Repeat every line of the data exactly, but not the pictures.

(Location identification items)
■ ■ ■ ■ ■ ■ ■

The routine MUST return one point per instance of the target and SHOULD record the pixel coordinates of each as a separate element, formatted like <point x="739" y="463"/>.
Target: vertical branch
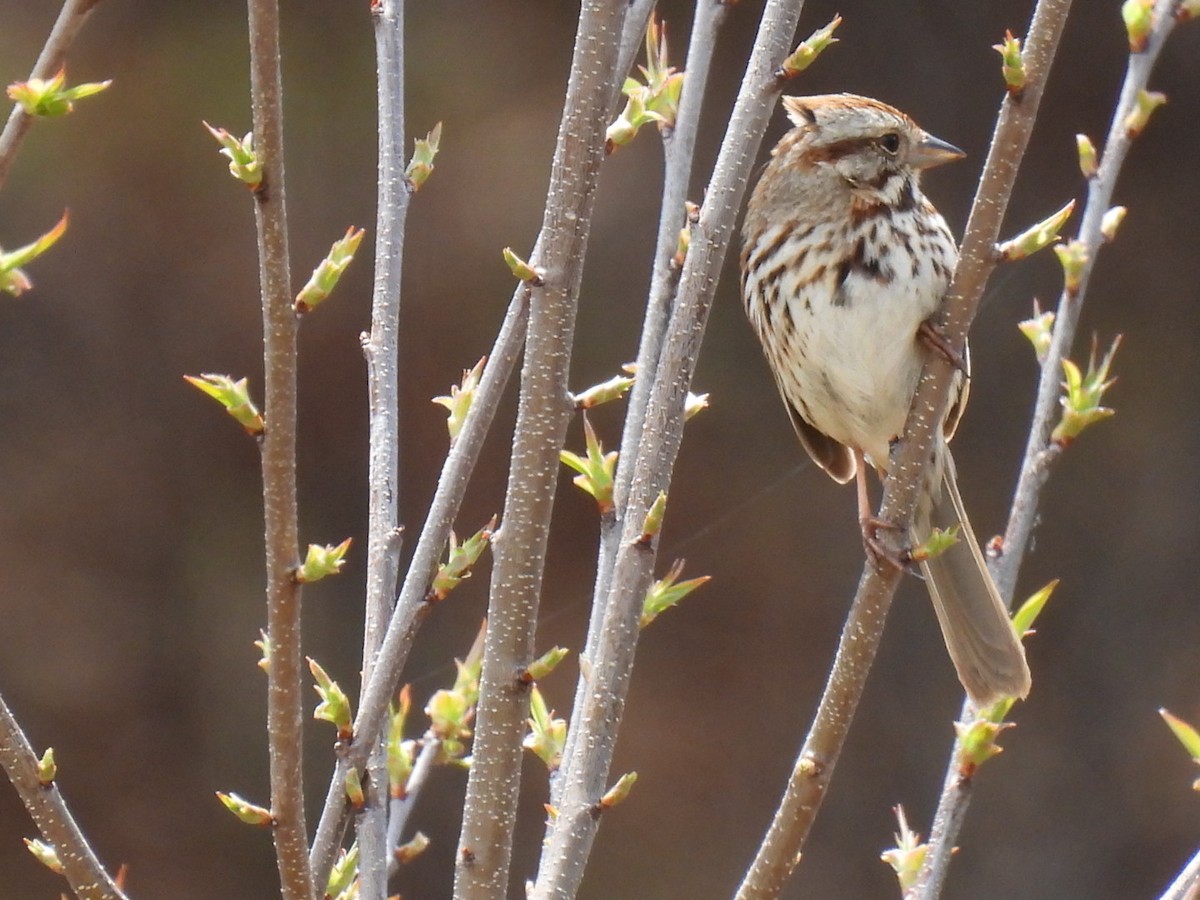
<point x="586" y="772"/>
<point x="49" y="61"/>
<point x="412" y="606"/>
<point x="49" y="813"/>
<point x="382" y="351"/>
<point x="544" y="411"/>
<point x="809" y="780"/>
<point x="1039" y="454"/>
<point x="678" y="148"/>
<point x="285" y="685"/>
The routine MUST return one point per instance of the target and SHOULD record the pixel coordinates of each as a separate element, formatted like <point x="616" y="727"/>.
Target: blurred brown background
<point x="130" y="522"/>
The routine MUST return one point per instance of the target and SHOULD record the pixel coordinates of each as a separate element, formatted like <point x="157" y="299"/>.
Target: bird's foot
<point x="933" y="336"/>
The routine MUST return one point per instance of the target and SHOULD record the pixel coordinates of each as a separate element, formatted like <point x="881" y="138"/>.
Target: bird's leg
<point x="933" y="336"/>
<point x="869" y="522"/>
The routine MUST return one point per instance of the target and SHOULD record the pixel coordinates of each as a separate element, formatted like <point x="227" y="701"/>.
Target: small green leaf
<point x="907" y="856"/>
<point x="1187" y="735"/>
<point x="264" y="647"/>
<point x="47" y="97"/>
<point x="12" y="279"/>
<point x="619" y="791"/>
<point x="245" y="810"/>
<point x="412" y="849"/>
<point x="244" y="162"/>
<point x="335" y="706"/>
<point x="234" y="396"/>
<point x="1027" y="613"/>
<point x="1073" y="257"/>
<point x="460" y="559"/>
<point x="604" y="393"/>
<point x="1083" y="395"/>
<point x="1111" y="221"/>
<point x="653" y="522"/>
<point x="808" y="51"/>
<point x="461" y="397"/>
<point x="322" y="561"/>
<point x="1039" y="330"/>
<point x="666" y="593"/>
<point x="1087" y="157"/>
<point x="937" y="543"/>
<point x="1147" y="102"/>
<point x="1139" y="18"/>
<point x="595" y="469"/>
<point x="977" y="743"/>
<point x="47" y="769"/>
<point x="545" y="664"/>
<point x="343" y="873"/>
<point x="521" y="269"/>
<point x="45" y="853"/>
<point x="354" y="792"/>
<point x="1039" y="235"/>
<point x="547" y="735"/>
<point x="1013" y="63"/>
<point x="328" y="273"/>
<point x="425" y="151"/>
<point x="401" y="753"/>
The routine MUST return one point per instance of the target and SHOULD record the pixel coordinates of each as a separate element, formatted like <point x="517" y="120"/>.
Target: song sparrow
<point x="843" y="263"/>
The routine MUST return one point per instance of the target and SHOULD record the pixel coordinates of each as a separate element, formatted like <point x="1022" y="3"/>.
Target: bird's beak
<point x="933" y="151"/>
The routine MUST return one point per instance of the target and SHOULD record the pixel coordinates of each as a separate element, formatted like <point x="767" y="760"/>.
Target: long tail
<point x="978" y="633"/>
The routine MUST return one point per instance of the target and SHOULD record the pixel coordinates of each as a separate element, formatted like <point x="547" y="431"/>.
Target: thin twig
<point x="861" y="635"/>
<point x="544" y="412"/>
<point x="285" y="709"/>
<point x="382" y="352"/>
<point x="678" y="149"/>
<point x="401" y="808"/>
<point x="52" y="58"/>
<point x="412" y="606"/>
<point x="1187" y="885"/>
<point x="587" y="769"/>
<point x="49" y="813"/>
<point x="1039" y="454"/>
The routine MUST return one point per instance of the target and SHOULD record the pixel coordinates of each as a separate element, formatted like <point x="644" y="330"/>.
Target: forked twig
<point x="1039" y="453"/>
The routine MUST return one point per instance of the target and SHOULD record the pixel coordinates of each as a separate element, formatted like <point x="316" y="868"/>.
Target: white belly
<point x="846" y="352"/>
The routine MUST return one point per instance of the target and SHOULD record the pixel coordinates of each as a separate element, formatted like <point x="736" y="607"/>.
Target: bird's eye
<point x="891" y="143"/>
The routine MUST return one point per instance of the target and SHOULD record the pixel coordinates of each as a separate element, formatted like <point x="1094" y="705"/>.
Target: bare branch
<point x="861" y="635"/>
<point x="1186" y="886"/>
<point x="49" y="61"/>
<point x="544" y="412"/>
<point x="285" y="705"/>
<point x="49" y="813"/>
<point x="1039" y="454"/>
<point x="586" y="772"/>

■ ■ ■ ■ ■ ■ ■

FINISHED EXERCISE>
The routine MUST return one point per instance of the target and SHOULD record the pixel coordinates of each as a separate element, formatted like <point x="739" y="463"/>.
Target: vertical branch
<point x="586" y="772"/>
<point x="49" y="61"/>
<point x="412" y="606"/>
<point x="49" y="813"/>
<point x="382" y="351"/>
<point x="544" y="411"/>
<point x="809" y="780"/>
<point x="1039" y="454"/>
<point x="678" y="148"/>
<point x="285" y="685"/>
The routine MUST return one point per instance of the target and SHOULD record the pixel coordinates of each as a separate element, formatted like <point x="616" y="727"/>.
Target: blurred brown background
<point x="130" y="522"/>
The routine MUST return one point per instance of the target and SHOULD record the pixel coordinates of each as a separate element, formatted like <point x="157" y="299"/>.
Target: bird's foot
<point x="933" y="336"/>
The routine MUST return one point per instance of the target and SHOULD record the pixel coordinates of each as a separate element, formatted like <point x="881" y="138"/>.
Target: bird's leg
<point x="933" y="336"/>
<point x="869" y="522"/>
The routine MUST return one point per instance of the target and SHOULD record the pixel coordinates of each as a separate element, formatted like <point x="227" y="701"/>.
Target: small green leaf
<point x="907" y="856"/>
<point x="1187" y="735"/>
<point x="264" y="647"/>
<point x="47" y="97"/>
<point x="12" y="279"/>
<point x="619" y="791"/>
<point x="245" y="810"/>
<point x="412" y="849"/>
<point x="244" y="162"/>
<point x="335" y="706"/>
<point x="234" y="396"/>
<point x="1027" y="613"/>
<point x="1073" y="257"/>
<point x="460" y="559"/>
<point x="604" y="393"/>
<point x="1083" y="395"/>
<point x="1111" y="221"/>
<point x="653" y="522"/>
<point x="808" y="51"/>
<point x="461" y="397"/>
<point x="322" y="561"/>
<point x="1039" y="330"/>
<point x="666" y="593"/>
<point x="1087" y="157"/>
<point x="937" y="543"/>
<point x="1147" y="102"/>
<point x="1139" y="18"/>
<point x="595" y="469"/>
<point x="977" y="743"/>
<point x="47" y="769"/>
<point x="545" y="664"/>
<point x="343" y="873"/>
<point x="521" y="269"/>
<point x="45" y="853"/>
<point x="354" y="792"/>
<point x="1039" y="235"/>
<point x="547" y="735"/>
<point x="1013" y="63"/>
<point x="328" y="273"/>
<point x="425" y="151"/>
<point x="401" y="753"/>
The routine MUST return one point per instance of the target and SHOULD record the pixel coordinates of each as a separate element, formatted like <point x="517" y="120"/>.
Target: song sparrow
<point x="843" y="263"/>
The routine MUST return one point per instance of the target and SHOULD record the pixel coordinates of each as a separate element, formatted like <point x="1022" y="3"/>.
Target: bird's beak
<point x="933" y="151"/>
The routine MUST return one point per instance of the target and SHOULD record the pixel coordinates of each as a separate element, formatted like <point x="767" y="760"/>.
Target: long tail
<point x="978" y="633"/>
The routine MUST return one point per instance of the target and SHOULD record the pixel coordinates of each as a separate element, formatted like <point x="547" y="431"/>.
Target: thin twig
<point x="861" y="635"/>
<point x="544" y="412"/>
<point x="285" y="709"/>
<point x="382" y="352"/>
<point x="678" y="149"/>
<point x="401" y="808"/>
<point x="52" y="58"/>
<point x="412" y="606"/>
<point x="1187" y="885"/>
<point x="587" y="769"/>
<point x="49" y="813"/>
<point x="1039" y="454"/>
The routine MUST return one point per instance of the target and SHOULD record the pixel coordinates of each as a separate element, formatted like <point x="644" y="330"/>.
Target: forked twig
<point x="1039" y="453"/>
The routine MUST return one point per instance of the target and SHOULD record the pixel coordinates of each as a separate element, formatted like <point x="316" y="868"/>.
Target: white belly
<point x="846" y="352"/>
The routine MUST return one point per instance of the target and SHOULD record the pixel coordinates of each as a separate element, formatted like <point x="736" y="607"/>.
Target: bird's eye
<point x="891" y="143"/>
The routine MUST return one point per instance of the target and SHOULD record the pixel coordinates of each as a separate element, formatted like <point x="1094" y="705"/>.
Target: bare branch
<point x="861" y="635"/>
<point x="1186" y="886"/>
<point x="49" y="61"/>
<point x="544" y="412"/>
<point x="285" y="705"/>
<point x="49" y="813"/>
<point x="1039" y="454"/>
<point x="586" y="772"/>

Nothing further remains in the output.